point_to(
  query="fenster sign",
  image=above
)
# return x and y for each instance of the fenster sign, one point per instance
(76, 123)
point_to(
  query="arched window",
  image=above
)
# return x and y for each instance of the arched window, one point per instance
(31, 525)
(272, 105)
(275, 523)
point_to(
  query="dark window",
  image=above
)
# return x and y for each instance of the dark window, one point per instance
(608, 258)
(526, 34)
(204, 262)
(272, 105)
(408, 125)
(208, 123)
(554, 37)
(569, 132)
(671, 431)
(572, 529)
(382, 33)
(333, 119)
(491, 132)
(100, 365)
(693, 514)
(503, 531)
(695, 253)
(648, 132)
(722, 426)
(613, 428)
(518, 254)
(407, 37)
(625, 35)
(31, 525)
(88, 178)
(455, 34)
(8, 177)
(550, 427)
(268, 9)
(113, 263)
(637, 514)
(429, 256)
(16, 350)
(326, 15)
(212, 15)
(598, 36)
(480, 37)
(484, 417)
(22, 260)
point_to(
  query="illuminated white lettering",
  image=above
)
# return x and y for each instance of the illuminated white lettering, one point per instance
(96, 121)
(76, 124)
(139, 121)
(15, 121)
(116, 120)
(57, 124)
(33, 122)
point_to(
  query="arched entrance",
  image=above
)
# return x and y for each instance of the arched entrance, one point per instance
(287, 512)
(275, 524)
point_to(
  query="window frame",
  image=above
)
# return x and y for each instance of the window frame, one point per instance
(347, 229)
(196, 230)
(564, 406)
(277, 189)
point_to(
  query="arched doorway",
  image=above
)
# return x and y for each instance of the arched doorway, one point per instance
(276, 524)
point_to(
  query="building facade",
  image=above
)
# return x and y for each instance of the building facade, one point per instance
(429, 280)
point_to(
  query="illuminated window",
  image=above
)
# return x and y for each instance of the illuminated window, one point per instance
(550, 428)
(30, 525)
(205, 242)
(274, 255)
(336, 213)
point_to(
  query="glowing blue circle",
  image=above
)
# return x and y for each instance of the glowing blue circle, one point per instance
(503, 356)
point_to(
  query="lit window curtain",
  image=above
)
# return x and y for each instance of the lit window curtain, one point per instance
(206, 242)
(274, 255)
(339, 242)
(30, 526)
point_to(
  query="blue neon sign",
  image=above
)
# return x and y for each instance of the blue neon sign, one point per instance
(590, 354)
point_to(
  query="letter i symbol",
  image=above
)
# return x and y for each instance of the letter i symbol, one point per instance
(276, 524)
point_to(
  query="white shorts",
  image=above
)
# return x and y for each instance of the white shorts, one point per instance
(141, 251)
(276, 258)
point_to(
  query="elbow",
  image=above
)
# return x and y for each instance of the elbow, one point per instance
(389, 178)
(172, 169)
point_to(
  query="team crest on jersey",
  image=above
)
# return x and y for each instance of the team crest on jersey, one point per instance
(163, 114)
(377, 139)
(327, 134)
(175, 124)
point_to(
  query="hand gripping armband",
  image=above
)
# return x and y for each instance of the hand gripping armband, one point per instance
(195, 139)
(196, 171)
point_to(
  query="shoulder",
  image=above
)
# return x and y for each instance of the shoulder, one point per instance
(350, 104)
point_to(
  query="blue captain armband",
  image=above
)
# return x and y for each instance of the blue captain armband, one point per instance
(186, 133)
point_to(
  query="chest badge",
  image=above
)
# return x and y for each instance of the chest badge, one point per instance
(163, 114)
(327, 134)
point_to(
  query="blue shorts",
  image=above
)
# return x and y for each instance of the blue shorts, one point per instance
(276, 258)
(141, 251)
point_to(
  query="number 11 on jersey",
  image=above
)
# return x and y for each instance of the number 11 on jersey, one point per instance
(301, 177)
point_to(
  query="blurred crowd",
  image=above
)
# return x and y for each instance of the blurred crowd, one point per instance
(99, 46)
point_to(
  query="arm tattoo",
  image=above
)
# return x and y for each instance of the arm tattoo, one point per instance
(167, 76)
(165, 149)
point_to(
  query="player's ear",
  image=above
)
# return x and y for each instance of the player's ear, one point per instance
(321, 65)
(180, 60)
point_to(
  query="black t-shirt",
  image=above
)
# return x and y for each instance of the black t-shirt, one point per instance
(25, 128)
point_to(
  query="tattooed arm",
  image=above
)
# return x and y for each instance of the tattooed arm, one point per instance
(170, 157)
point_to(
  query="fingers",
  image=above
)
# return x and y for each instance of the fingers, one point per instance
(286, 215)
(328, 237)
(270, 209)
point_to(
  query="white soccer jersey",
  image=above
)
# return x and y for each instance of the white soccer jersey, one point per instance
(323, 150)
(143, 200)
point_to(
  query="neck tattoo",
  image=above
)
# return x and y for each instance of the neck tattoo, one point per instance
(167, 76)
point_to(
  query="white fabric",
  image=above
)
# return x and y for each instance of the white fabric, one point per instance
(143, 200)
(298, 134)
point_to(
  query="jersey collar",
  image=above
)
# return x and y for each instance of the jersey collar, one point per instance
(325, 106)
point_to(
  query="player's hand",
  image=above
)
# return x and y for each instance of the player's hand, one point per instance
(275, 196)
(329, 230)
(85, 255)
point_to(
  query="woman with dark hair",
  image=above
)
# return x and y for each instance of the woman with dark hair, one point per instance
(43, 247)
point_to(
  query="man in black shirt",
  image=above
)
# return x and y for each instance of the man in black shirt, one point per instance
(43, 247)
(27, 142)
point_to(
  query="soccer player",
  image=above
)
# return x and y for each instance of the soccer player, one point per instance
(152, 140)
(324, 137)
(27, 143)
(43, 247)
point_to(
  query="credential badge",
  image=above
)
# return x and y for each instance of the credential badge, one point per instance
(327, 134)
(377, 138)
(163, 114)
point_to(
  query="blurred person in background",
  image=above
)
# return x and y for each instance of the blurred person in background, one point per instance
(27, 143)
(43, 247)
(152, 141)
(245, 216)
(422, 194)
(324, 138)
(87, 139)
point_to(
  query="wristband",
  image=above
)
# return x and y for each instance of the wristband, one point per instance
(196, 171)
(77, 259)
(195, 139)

What the exercise asks. Send back every record, precisely as written.

Right answer.
point_to(
  query="fenster sign",
  image=above
)
# return x and y for each instance of the fenster sign, one point per instance
(76, 123)
point_to(
  query="arched window",
  image=above
)
# return x and y for each instance of the arched window, one point per instance
(31, 525)
(272, 105)
(275, 523)
point_to(
  query="dark window",
  image=above
)
# return x and y for each instance of the dark window, one point per instance
(608, 258)
(526, 34)
(204, 262)
(272, 105)
(408, 125)
(208, 123)
(554, 37)
(569, 132)
(671, 431)
(572, 529)
(382, 33)
(333, 119)
(491, 132)
(100, 365)
(693, 514)
(503, 531)
(695, 253)
(648, 132)
(722, 426)
(613, 428)
(518, 254)
(407, 37)
(625, 35)
(31, 525)
(88, 178)
(455, 34)
(8, 177)
(550, 427)
(268, 9)
(113, 263)
(637, 514)
(429, 256)
(16, 350)
(326, 15)
(212, 15)
(598, 36)
(480, 37)
(484, 417)
(22, 260)
point_to(
  query="illuminated white lettering",
  image=above
)
# return x and y for each instance of the illuminated white lettering, one point per instance
(96, 121)
(76, 124)
(139, 121)
(15, 121)
(116, 120)
(57, 124)
(33, 122)
point_to(
  query="arched entrance",
  image=above
)
# return x and y for each instance of the arched entrance, one point per instance
(287, 512)
(275, 524)
point_to(
  query="window frame",
  image=above
)
# return x and y for each instance of the window frame, one point per instance
(347, 229)
(196, 230)
(564, 406)
(277, 189)
point_to(
  query="arched doorway",
  image=above
)
# return x and y for each instance of the arched doorway, one point per instance
(276, 524)
point_to(
  query="building facade",
  image=above
)
# return x and y for each instance of the building facade, one point per instance
(429, 280)
point_to(
  query="illuminated window",
  image=above
)
# return x and y for each instance of the illuminated window, one point per instance
(550, 428)
(30, 525)
(205, 242)
(274, 255)
(336, 213)
point_to(
  query="glowing blue circle",
  image=above
)
# return x and y for each instance of the glowing blue circle, one point per instance
(503, 356)
point_to(
  query="lit window curtain",
  image=above
)
# return x and y for each instance of the lit window curtain, one point per instance
(206, 242)
(274, 255)
(339, 242)
(30, 526)
point_to(
  query="blue neon sign",
  image=above
)
# return x and y for each instance of the blue neon sign, one point per instance
(590, 354)
point_to(
  query="letter i symbol",
  image=above
)
# return x and y for each instance of the letter i symbol, one point per instance
(276, 524)
point_to(
  query="white shorts",
  image=above
)
# return x and y for each instance of the white shorts, one point per instance
(141, 251)
(276, 258)
point_to(
  query="elbow",
  image=above
)
# return x and y for each instance of the elbow, one point per instance
(389, 178)
(172, 169)
point_to(
  query="team crest on jersey",
  image=above
)
# return x and y for each instance of the team crest on jersey, one point per instance
(163, 114)
(377, 139)
(327, 134)
(175, 124)
point_to(
  query="hand gripping armband",
  image=above
)
# return x and y for each instance of the hand gripping armband, one point per instance
(195, 139)
(196, 171)
point_to(
  query="shoulder",
  image=above
)
# return x and y for each instance of the shoulder, one point per instance
(350, 104)
point_to(
  query="blue captain armband",
  image=above
)
# return x and y for each instance of the blue captain armband, one point per instance
(186, 133)
point_to(
  query="chest badge",
  image=above
)
# return x and y for each instance of the chest badge, one point per instance
(163, 114)
(327, 134)
point_to(
  query="blue shorts",
  image=above
)
# return x and y for each instance of the blue shorts, one point per instance
(276, 258)
(141, 251)
point_to(
  query="number 11 on jersey",
  image=above
)
# return x and y for each instance of the number 11 on jersey, one point per instance
(301, 177)
point_to(
  query="blurred crowd",
  image=above
)
# return x and y for each instance of the blurred crowd, one point per instance
(99, 46)
point_to(
  query="arm tattoo",
  image=above
)
# return x and y for each instance of the arm tattoo, one point per instance
(167, 76)
(165, 149)
point_to(
  query="player's ear",
  image=above
)
# return x and y for each instance of the player's ear, one point per instance
(321, 65)
(180, 60)
point_to(
  query="black t-shirt",
  image=above
)
# return x and y for each instance of the black t-shirt, one point per instance
(25, 128)
point_to(
  query="tattooed arm",
  image=above
)
# return x and y for each instance of the tattooed arm, one point per instance
(170, 157)
point_to(
  query="fingers",
  image=above
)
# return x and y for each instance of the fingers, one point per instance
(286, 215)
(328, 237)
(270, 209)
point_to(
  query="white soccer jersey",
  image=above
)
# return x and y for each instance of the white soccer jersey, one point per instance
(323, 150)
(143, 200)
point_to(
  query="neck tattoo",
  image=above
)
# return x and y for each instance of the neck tattoo, one point per instance
(167, 76)
point_to(
  query="white fabric",
  image=above
)
# return x and y for each instance of the white fabric, one point per instance
(143, 200)
(298, 134)
point_to(
  query="jersey collar",
  image=above
)
# return x and y for each instance of the jersey collar, one point per instance
(325, 106)
point_to(
  query="player's hand",
  image=above
)
# return x and y for each instance of the player's hand, one point per instance
(275, 196)
(329, 230)
(85, 255)
point_to(
  query="woman with dark hair",
  image=above
)
# return x and y for each instance of the woman with dark hair, one point per instance
(43, 247)
point_to(
  query="man in black shirt",
  image=above
)
# return x and y for each instance of the man in black shirt, one point per instance
(43, 247)
(27, 142)
point_to(
  query="soccer player",
  image=above
)
# return x and y for each instance of the soccer player, one point per instance
(152, 140)
(324, 137)
(27, 143)
(43, 247)
point_to(
  query="credential badge",
  image=above
)
# return x and y for each instance of the credential badge, one point per instance
(327, 134)
(377, 138)
(163, 114)
point_to(
  query="blurred person in background",
  image=above
)
# return x and y for each instance of the blurred person in background, one point per instance
(27, 143)
(43, 247)
(152, 141)
(245, 216)
(422, 194)
(324, 138)
(87, 139)
point_to(
  query="wristband",
  image=above
)
# return x and y for each instance of the wristband, one point per instance
(196, 171)
(77, 259)
(195, 139)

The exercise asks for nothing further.